Copy each of the items below word for word.

__The data__
_ _ _

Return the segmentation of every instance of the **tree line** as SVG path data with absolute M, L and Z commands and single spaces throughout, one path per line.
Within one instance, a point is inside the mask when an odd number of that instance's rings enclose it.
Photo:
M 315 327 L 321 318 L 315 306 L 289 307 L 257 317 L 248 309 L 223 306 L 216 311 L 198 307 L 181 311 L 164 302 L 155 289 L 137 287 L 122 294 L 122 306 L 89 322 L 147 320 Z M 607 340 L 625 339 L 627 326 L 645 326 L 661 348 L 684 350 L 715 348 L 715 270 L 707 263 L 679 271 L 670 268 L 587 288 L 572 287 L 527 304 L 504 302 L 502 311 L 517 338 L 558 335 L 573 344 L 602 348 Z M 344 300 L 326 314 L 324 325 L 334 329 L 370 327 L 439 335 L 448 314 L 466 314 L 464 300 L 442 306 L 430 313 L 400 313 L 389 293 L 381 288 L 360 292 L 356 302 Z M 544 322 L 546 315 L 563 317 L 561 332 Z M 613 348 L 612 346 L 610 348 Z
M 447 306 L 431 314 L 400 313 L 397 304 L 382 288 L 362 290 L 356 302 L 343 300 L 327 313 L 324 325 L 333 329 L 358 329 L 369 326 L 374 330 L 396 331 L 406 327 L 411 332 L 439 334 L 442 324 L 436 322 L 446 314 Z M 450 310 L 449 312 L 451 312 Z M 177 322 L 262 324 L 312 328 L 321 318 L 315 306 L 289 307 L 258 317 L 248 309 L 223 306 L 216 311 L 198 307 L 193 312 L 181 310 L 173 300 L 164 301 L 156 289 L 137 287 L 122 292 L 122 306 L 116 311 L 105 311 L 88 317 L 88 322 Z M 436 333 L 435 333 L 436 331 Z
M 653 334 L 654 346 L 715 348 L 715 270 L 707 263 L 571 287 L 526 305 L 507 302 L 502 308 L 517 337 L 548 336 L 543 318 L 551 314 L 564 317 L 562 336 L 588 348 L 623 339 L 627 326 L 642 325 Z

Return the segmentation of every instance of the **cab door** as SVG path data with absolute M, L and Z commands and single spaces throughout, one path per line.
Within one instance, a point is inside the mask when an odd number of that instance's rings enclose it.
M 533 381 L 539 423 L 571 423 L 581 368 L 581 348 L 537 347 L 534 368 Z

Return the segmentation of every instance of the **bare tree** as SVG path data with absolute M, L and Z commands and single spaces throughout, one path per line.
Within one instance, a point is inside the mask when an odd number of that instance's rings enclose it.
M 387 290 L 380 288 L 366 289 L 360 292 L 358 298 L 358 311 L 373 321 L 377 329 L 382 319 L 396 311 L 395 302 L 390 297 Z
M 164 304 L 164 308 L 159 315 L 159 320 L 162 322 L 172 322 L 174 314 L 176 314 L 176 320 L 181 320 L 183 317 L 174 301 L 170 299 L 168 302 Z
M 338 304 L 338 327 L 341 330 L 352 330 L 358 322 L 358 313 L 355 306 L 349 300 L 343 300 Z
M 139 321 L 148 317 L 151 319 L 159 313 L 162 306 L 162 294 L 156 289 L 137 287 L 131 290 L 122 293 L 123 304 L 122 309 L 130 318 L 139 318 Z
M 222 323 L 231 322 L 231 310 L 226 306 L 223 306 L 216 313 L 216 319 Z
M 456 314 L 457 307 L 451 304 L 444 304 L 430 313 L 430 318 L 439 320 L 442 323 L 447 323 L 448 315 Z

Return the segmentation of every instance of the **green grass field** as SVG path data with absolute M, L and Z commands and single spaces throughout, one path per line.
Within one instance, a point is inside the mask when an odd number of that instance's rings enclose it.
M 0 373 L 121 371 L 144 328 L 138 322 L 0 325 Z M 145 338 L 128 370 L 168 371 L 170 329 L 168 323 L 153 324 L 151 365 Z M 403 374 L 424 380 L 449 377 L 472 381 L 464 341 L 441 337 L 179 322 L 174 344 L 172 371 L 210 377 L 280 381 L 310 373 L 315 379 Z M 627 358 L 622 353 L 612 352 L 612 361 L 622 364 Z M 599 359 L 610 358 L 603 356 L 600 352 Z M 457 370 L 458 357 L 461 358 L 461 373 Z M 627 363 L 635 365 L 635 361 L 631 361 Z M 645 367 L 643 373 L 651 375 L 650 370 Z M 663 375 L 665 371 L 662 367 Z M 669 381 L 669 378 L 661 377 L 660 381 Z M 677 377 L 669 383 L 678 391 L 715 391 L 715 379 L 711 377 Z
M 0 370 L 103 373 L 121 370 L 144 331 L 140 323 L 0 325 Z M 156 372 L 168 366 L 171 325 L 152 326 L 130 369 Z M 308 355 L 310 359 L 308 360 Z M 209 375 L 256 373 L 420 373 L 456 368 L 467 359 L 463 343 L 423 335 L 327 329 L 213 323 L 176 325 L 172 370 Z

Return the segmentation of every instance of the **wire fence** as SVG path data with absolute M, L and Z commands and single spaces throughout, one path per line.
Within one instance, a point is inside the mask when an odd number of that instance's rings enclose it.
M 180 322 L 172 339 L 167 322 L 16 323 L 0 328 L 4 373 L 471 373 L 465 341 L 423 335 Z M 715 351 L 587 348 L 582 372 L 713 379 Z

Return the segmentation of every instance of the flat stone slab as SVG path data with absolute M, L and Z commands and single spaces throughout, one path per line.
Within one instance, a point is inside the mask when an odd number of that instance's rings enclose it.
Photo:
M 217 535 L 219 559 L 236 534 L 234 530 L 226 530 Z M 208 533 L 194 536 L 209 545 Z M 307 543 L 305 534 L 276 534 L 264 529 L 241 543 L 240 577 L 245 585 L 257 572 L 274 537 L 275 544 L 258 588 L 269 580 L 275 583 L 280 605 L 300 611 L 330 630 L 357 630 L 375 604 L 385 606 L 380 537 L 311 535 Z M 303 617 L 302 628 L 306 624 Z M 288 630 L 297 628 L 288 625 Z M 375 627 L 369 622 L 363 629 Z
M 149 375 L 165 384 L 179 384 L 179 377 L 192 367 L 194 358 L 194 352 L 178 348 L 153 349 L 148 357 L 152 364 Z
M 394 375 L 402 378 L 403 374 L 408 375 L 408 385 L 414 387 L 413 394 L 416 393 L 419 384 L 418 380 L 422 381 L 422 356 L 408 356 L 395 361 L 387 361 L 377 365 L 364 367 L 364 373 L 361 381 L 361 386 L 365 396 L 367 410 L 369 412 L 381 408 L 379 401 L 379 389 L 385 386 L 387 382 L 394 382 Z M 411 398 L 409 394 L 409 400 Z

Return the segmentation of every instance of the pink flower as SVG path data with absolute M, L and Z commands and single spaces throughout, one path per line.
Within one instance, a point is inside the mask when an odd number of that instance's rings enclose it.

_ _ _

__Response to this task__
Return the segmentation of every instance of the **tree line** as SVG path data with absolute M, L and Z commands and single spaces throughout, one path per line.
Within one instance, a point is inside the mask when an odd number of that instance's rings enclose it.
Photo:
M 315 327 L 321 318 L 315 306 L 289 307 L 257 317 L 248 309 L 223 306 L 216 311 L 198 307 L 181 311 L 164 302 L 155 289 L 137 287 L 122 294 L 122 306 L 89 322 L 147 320 Z M 607 340 L 625 339 L 627 326 L 645 326 L 661 348 L 684 350 L 715 348 L 715 270 L 707 263 L 679 271 L 670 268 L 587 288 L 572 287 L 527 304 L 504 302 L 502 311 L 517 338 L 558 335 L 573 344 L 602 348 Z M 344 300 L 326 314 L 324 325 L 334 329 L 370 327 L 439 335 L 448 314 L 466 314 L 464 300 L 442 306 L 430 313 L 400 313 L 389 293 L 381 288 L 360 292 L 356 302 Z M 544 322 L 546 315 L 563 317 L 561 332 Z M 613 348 L 612 346 L 610 348 Z
M 447 306 L 431 314 L 400 313 L 397 304 L 382 288 L 362 290 L 356 302 L 343 300 L 327 313 L 324 325 L 333 329 L 358 329 L 369 326 L 374 330 L 396 331 L 406 327 L 411 332 L 439 334 L 442 324 L 436 322 L 446 314 Z M 450 310 L 449 312 L 451 312 Z M 177 322 L 262 324 L 312 328 L 321 318 L 315 306 L 289 307 L 258 317 L 248 309 L 223 306 L 216 311 L 198 307 L 193 312 L 181 310 L 173 300 L 164 301 L 156 289 L 137 287 L 122 292 L 122 306 L 116 311 L 105 311 L 88 317 L 88 322 Z M 436 333 L 435 333 L 436 331 Z
M 653 334 L 654 346 L 715 348 L 715 270 L 707 263 L 571 287 L 526 305 L 507 302 L 502 308 L 517 337 L 548 336 L 543 318 L 551 314 L 564 317 L 562 336 L 588 348 L 623 339 L 627 326 L 642 325 Z

Return the segmentation of every instance of the **cab door** as SVG path data with absolute M, L and Z commands and single spaces throughout, one path per line.
Within one instance, a point is inside the mask when an odd number of that instance's rings enclose it.
M 533 381 L 539 423 L 571 423 L 581 368 L 581 348 L 537 347 L 534 368 Z

Return the segmentation of every instance of the **bare tree** as SVG path data with absolute M, L and Z commands and single spaces throughout, one path per line.
Within one instance, a point is inside the mask when an odd number of that instance's rings enclose it.
M 387 290 L 380 288 L 366 289 L 360 292 L 358 298 L 358 311 L 373 321 L 377 329 L 382 319 L 396 311 L 395 302 L 390 297 Z
M 164 304 L 164 308 L 159 315 L 159 320 L 162 322 L 172 322 L 174 314 L 176 314 L 176 320 L 181 320 L 183 317 L 174 301 L 170 299 L 168 302 Z
M 338 304 L 338 327 L 341 330 L 352 330 L 358 322 L 358 313 L 355 306 L 349 300 L 343 300 Z
M 139 321 L 148 317 L 151 319 L 159 313 L 162 306 L 162 294 L 156 289 L 137 287 L 131 290 L 122 293 L 123 304 L 122 309 L 130 318 L 139 318 Z
M 222 323 L 231 322 L 231 310 L 226 306 L 223 306 L 216 313 L 216 319 Z
M 456 314 L 457 307 L 451 304 L 444 304 L 430 313 L 430 318 L 439 320 L 442 323 L 447 323 L 448 315 Z

Return the segmentation of every instance of the **green grass field** as SVG path data with absolute M, L and Z commands and single spaces throughout, one path per line.
Within one instance, a point is inside the mask when an odd number of that instance's rings enclose it.
M 0 373 L 121 371 L 144 328 L 138 322 L 0 325 Z M 145 338 L 128 370 L 168 371 L 170 329 L 168 323 L 153 324 L 151 365 Z M 403 374 L 424 380 L 449 377 L 472 381 L 464 341 L 441 337 L 179 322 L 174 344 L 172 371 L 210 377 L 280 381 L 310 373 L 315 379 Z M 627 358 L 622 353 L 612 352 L 612 361 L 622 364 Z M 599 359 L 610 358 L 603 356 L 600 352 Z M 457 370 L 458 357 L 461 358 L 461 373 Z M 627 363 L 635 365 L 635 361 L 631 361 Z M 645 367 L 643 373 L 651 375 L 650 370 Z M 663 375 L 665 371 L 662 367 Z M 669 381 L 669 378 L 661 377 L 660 381 Z M 677 377 L 669 383 L 678 391 L 715 391 L 715 379 L 711 377 Z
M 0 370 L 103 373 L 121 370 L 144 331 L 140 323 L 0 325 Z M 156 372 L 168 366 L 171 325 L 152 326 L 130 369 Z M 308 355 L 310 359 L 308 360 Z M 209 375 L 256 373 L 420 373 L 456 368 L 467 359 L 463 343 L 423 335 L 327 329 L 213 323 L 176 325 L 172 370 Z

Return the segmentation of every instance of the **wire fence** as SVG path data with absolute M, L and Z commands and single spaces throughout, one path per line.
Within one instance, a point is inside the mask when an odd number of that instance's rings enclose it.
M 180 322 L 172 339 L 167 322 L 16 323 L 0 328 L 4 373 L 471 373 L 465 341 L 423 335 Z M 715 351 L 587 348 L 582 372 L 713 379 Z

Return the segmentation of every instance of the flat stone slab as SVG path data with absolute M, L and Z commands and single spaces throughout, one path per line.
Within one instance, a point is inside the mask when an odd number of that instance's rings enclose it.
Photo:
M 217 535 L 219 559 L 236 534 L 234 530 L 226 530 Z M 208 533 L 194 536 L 209 545 Z M 307 543 L 305 534 L 276 534 L 264 529 L 241 543 L 240 577 L 245 585 L 257 572 L 274 537 L 275 544 L 258 588 L 269 580 L 275 583 L 280 605 L 300 611 L 330 630 L 357 630 L 375 604 L 385 606 L 380 537 L 311 535 Z M 303 617 L 302 628 L 306 624 Z M 288 630 L 297 628 L 288 625 Z M 375 627 L 369 622 L 363 629 Z
M 149 375 L 165 384 L 179 384 L 179 377 L 192 367 L 194 358 L 194 352 L 178 348 L 153 349 L 148 357 L 152 364 Z
M 394 375 L 402 378 L 403 374 L 408 375 L 408 385 L 414 387 L 413 394 L 416 393 L 419 384 L 418 380 L 422 381 L 422 356 L 408 356 L 395 361 L 387 361 L 377 365 L 364 367 L 364 373 L 361 381 L 361 386 L 365 396 L 367 410 L 369 412 L 381 408 L 379 401 L 379 389 L 385 386 L 387 382 L 394 382 Z M 411 398 L 409 394 L 409 400 Z

Return the segmentation of every instance of the pink flower as SVG path data with absolute M, L and Z commands and single spaces throughout, one path per line.
Within one instance, a point is inside the mask when an odd number of that instance's rings enclose it.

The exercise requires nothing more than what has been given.